Dataset rows on where objects appear
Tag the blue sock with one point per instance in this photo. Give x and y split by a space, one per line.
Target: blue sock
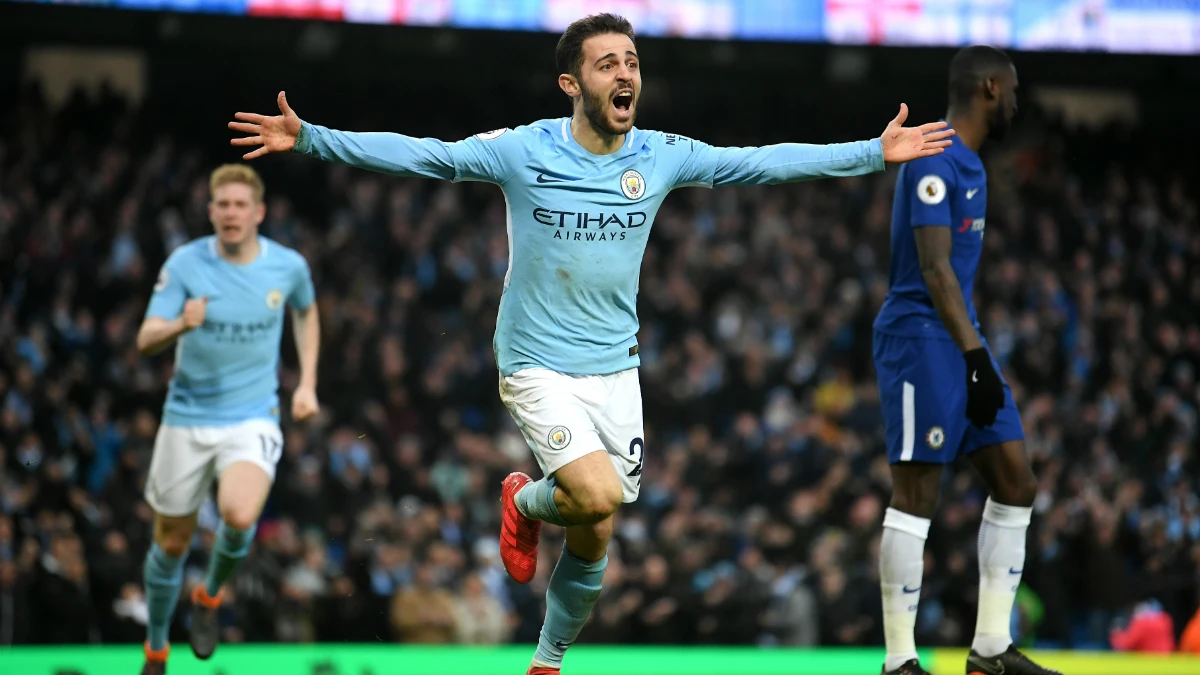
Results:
231 548
574 589
163 577
537 501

## The request
Lay out every line of the rows above as a JSON list of strings, one string per line, skipping blank lines. Leave the pictures out.

## Worked answer
[
  "Tag the blue sock with one point per instance in this photo. Give x and y split by a space, one per line.",
  "Target: blue sock",
  "Results:",
  "231 548",
  "574 589",
  "163 577",
  "537 501"
]